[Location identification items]
◆ ◆ ◆ ◆ ◆ ◆ ◆

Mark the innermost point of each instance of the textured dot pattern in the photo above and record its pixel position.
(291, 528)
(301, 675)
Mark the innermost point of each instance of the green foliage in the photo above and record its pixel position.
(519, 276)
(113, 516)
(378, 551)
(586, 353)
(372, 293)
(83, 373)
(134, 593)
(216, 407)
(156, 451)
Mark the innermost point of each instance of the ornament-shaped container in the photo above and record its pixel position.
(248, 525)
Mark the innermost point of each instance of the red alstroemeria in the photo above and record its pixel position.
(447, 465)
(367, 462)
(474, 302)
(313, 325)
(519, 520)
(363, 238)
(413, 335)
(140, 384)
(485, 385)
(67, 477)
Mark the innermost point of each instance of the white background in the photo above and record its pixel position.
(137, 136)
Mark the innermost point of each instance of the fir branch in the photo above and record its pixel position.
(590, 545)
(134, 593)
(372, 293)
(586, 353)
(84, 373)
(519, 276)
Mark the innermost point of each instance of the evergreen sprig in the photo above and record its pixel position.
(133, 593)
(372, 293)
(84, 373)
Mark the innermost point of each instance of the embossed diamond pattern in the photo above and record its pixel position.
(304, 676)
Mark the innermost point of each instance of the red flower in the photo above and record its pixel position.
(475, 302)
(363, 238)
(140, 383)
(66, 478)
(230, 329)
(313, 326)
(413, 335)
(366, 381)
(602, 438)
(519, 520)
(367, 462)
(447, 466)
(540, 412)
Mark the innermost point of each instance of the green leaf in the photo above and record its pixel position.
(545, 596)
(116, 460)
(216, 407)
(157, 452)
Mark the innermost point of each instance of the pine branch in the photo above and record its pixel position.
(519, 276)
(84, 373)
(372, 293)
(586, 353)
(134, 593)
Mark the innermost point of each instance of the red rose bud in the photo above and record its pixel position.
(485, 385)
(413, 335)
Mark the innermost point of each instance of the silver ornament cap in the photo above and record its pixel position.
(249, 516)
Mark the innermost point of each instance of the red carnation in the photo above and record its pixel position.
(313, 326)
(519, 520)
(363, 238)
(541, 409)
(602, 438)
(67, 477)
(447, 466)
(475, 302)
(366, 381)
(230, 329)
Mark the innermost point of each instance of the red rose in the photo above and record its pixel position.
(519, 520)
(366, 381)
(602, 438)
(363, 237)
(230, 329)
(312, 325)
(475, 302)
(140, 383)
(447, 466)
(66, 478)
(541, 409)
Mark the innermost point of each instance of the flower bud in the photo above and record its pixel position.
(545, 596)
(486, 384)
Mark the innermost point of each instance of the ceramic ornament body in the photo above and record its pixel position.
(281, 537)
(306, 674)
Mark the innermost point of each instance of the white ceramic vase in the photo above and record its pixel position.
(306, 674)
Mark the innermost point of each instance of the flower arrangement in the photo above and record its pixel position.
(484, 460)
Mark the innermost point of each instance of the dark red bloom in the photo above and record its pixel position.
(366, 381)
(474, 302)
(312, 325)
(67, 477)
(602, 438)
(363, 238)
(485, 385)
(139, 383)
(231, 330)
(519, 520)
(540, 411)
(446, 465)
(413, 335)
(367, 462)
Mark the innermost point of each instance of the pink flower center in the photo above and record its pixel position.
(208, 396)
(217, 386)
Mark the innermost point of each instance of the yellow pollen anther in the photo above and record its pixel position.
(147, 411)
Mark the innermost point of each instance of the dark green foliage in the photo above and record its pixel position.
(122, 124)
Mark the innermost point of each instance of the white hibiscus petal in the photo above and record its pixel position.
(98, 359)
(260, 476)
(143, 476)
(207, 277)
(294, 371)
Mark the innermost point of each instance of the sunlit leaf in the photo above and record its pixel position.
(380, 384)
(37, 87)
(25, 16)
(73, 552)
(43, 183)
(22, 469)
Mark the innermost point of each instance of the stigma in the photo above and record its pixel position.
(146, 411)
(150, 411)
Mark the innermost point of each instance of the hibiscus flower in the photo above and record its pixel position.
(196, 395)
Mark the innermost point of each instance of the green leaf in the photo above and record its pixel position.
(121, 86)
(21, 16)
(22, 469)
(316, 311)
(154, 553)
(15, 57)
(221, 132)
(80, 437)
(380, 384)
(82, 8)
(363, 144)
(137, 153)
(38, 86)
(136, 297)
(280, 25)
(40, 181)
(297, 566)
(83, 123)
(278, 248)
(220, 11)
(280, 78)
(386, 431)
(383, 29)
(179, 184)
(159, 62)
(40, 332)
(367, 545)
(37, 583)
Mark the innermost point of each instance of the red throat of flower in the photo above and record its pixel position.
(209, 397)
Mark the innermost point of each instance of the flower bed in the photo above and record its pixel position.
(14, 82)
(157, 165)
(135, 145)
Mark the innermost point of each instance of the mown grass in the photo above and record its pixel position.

◆ ◆ ◆ ◆ ◆ ◆ ◆

◆ Requirements ◆
Write out the records shown above, exactly as they appear.

◆ Reply ◆
Mark the innermost point of each instance of the textured dot pattern in the photo above and record its pixel position.
(291, 528)
(301, 675)
Mark the innermost point of each instance of the green foliage in the photo above and record its pixel position.
(519, 276)
(113, 516)
(378, 551)
(586, 353)
(372, 293)
(83, 373)
(134, 593)
(216, 407)
(156, 451)
Mark the innermost point of each instance of the ornament-shaped container in the photo above and record its pixel position.
(248, 525)
Mark the innermost point of each instance of the red alstroemeria in the photo above and record its pixel position.
(447, 465)
(367, 462)
(474, 302)
(313, 325)
(519, 520)
(363, 238)
(413, 335)
(140, 384)
(485, 385)
(67, 477)
Mark the innermost point of each instance of the white background in the photo above and record its pixel position.
(137, 136)
Mark the innermost point of each instance of the fir branch in the photo above and record its pixel position.
(590, 545)
(134, 593)
(372, 293)
(586, 353)
(84, 373)
(519, 276)
Mark the innermost point of each instance of the evergreen sprig in the photo above and record its pixel position.
(133, 593)
(372, 293)
(84, 373)
Mark the innermost point of each instance of the embossed diamond pattern in the photo above and record its pixel position.
(304, 676)
Mark the innermost point of each instance of the red flower in the photo above and record its pixel position.
(475, 302)
(363, 238)
(140, 383)
(66, 478)
(230, 329)
(313, 326)
(413, 335)
(366, 381)
(602, 438)
(519, 520)
(367, 462)
(447, 466)
(540, 412)
Mark the innermost point of each instance of the green leaf in the photo above and record its pixel position.
(545, 596)
(116, 460)
(216, 407)
(157, 452)
Mark the innermost point of each instance of the pine branch in the photo above and record its pixel position.
(519, 276)
(84, 373)
(372, 293)
(586, 353)
(134, 593)
Mark the innermost point of each instance of the red rose bud in the photo above and record its pixel position.
(485, 385)
(413, 335)
Mark the innermost point of each instance of the silver ornament cap in the photo above and record its pixel position.
(249, 516)
Mark the innermost point of each instance of the red carnation in the photo above and record its pixel position.
(313, 326)
(519, 520)
(363, 238)
(541, 409)
(602, 438)
(67, 477)
(447, 466)
(475, 302)
(366, 381)
(230, 329)
Mark the innermost point of each instance of the red rose in the photo above and record its pixel position.
(519, 520)
(366, 381)
(602, 438)
(363, 237)
(230, 329)
(312, 325)
(475, 302)
(140, 383)
(447, 466)
(66, 478)
(541, 409)
Mark the innermost point of each instance of the flower bud in the photo above and record its pixel position.
(545, 596)
(486, 384)
Mark the innermost point of each instance of the ceramic ornament body in the photo above and record its pixel position.
(281, 537)
(306, 674)
Mark the innermost point of each instance of the white ceramic vase in the photo above and record its pixel position.
(306, 674)
Mark the innermost point of each instance of the flower arrangement in the photo above and record its pixel position.
(484, 460)
Mark the innermost point of each instance of the dark red bloom in the photo above and record its pixel position.
(366, 381)
(474, 302)
(312, 325)
(67, 477)
(602, 438)
(363, 238)
(485, 385)
(139, 383)
(231, 330)
(519, 520)
(540, 411)
(446, 465)
(413, 335)
(367, 462)
Mark the innermost point of each instance of the pink flower center in the photo above and record its pixel position.
(208, 396)
(217, 386)
Mark the innermost point of each instance of the yellow pollen anther in the photo above and record its pixel position.
(147, 411)
Mark the innermost point of each instance of the dark green foliage in the photo above and record its pixel position.
(122, 124)
Mark the innermost point of each instance of the white hibiscus petal in the photo above and record its pixel position.
(98, 359)
(260, 476)
(143, 476)
(207, 277)
(294, 371)
Mark the innermost point of each instance of the sunlit leaf in the photo above and record its pixel position.
(380, 384)
(37, 87)
(25, 16)
(73, 552)
(43, 183)
(22, 469)
Mark the innermost point of each instance of the stigma in the photo above and record its pixel position.
(146, 411)
(150, 411)
Mark the innermost point of each instance of the hibiscus flower in the photo above and record its pixel position.
(196, 395)
Mark the innermost point of each instance of the green leaf in the photo above and record its pixel position.
(121, 86)
(21, 16)
(22, 469)
(316, 311)
(154, 553)
(15, 57)
(221, 132)
(80, 437)
(380, 384)
(82, 8)
(363, 144)
(137, 153)
(38, 86)
(136, 297)
(280, 25)
(40, 181)
(297, 566)
(83, 123)
(278, 248)
(220, 11)
(280, 78)
(386, 431)
(383, 29)
(179, 184)
(159, 62)
(40, 332)
(367, 545)
(37, 583)
Mark the innermost point of each instance of the red throat of flower in the photo above and record its pixel position.
(209, 397)
Mark the innermost point of each instance of the flower bed in the photo above and record its pixel position.
(14, 82)
(157, 165)
(135, 145)
Mark the innermost point of each instance of the mown grass in the photo above and record its pixel position.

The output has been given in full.